Exercise prompt: Could you retype, character for character, the stretch of entries below from the line containing "of the flower" through the line containing "x=398, y=67", including both of those lines?

Dataset rows:

****************

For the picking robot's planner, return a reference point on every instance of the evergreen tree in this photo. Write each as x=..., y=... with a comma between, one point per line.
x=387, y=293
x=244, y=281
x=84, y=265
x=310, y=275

****************

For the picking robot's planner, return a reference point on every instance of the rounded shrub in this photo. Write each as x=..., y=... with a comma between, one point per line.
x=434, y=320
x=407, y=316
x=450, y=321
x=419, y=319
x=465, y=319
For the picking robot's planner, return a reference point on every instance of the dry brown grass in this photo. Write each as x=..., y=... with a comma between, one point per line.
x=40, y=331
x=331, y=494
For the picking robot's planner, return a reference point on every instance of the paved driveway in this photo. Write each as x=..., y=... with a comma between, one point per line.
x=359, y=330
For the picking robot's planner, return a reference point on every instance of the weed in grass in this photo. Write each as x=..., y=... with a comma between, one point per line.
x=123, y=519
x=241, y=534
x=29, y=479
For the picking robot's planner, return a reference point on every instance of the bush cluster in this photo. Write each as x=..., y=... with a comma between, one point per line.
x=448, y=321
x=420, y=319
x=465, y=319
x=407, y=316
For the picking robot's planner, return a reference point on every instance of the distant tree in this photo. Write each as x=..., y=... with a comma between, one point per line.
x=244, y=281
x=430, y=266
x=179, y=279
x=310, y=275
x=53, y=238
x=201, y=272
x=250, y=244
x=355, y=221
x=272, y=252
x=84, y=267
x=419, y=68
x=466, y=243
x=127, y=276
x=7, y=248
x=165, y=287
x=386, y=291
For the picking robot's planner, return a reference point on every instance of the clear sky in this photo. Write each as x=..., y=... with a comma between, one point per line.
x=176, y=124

****************

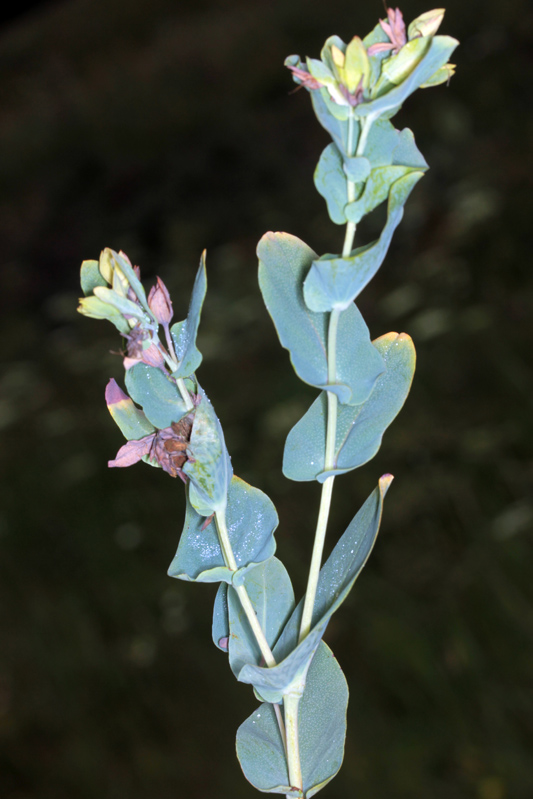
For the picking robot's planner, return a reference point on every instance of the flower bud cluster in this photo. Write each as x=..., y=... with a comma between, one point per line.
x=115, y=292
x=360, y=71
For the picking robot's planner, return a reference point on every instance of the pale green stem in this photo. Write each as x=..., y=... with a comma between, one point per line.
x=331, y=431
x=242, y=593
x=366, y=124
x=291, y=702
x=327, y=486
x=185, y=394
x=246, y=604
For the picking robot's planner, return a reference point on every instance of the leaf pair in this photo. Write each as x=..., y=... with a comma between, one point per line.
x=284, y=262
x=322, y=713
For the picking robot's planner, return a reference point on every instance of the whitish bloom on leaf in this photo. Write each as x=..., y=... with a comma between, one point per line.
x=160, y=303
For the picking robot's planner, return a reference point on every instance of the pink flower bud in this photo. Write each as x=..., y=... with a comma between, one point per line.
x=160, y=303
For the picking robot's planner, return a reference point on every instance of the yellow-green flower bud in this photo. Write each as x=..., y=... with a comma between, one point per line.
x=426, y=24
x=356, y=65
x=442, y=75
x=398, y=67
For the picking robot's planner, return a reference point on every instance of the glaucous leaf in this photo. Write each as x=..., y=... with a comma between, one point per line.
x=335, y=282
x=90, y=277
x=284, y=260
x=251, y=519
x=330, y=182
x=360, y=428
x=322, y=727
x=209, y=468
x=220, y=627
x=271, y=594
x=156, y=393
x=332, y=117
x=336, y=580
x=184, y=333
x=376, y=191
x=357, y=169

****************

Output below:
For the picking robot's planner, return a reference point on every instance of the flower bud cluster in this photo. Write each as x=..., y=... with a comma between, one point per line.
x=115, y=292
x=360, y=71
For the picking robot's planner, return a reference point on every instance of the pale green stem in this photo. Write each as x=..., y=... with a comma between, one point per line.
x=331, y=431
x=242, y=593
x=366, y=124
x=291, y=702
x=327, y=486
x=185, y=394
x=246, y=604
For the picking robot's planner, return a reference point on every instance of the leaf pair in this photo. Write each as x=..., y=... with a comma between, one point per line.
x=284, y=262
x=322, y=713
For the picking robot's planner, return a reference point on every instance of the whitish bloom on leaf in this photo. Write each as x=..., y=... with a comma between, one point per line.
x=160, y=303
For the picking robot's planner, return a reference point on every instance of the pink flower bud in this photo. Write each as x=..., y=... with a comma between, one point per line.
x=160, y=303
For the picking robot's planner, return a reference point on every instance of the yellow-green flower bud in this photo. Write each as x=..., y=... with a comma between, one point per line.
x=426, y=24
x=356, y=65
x=442, y=75
x=398, y=67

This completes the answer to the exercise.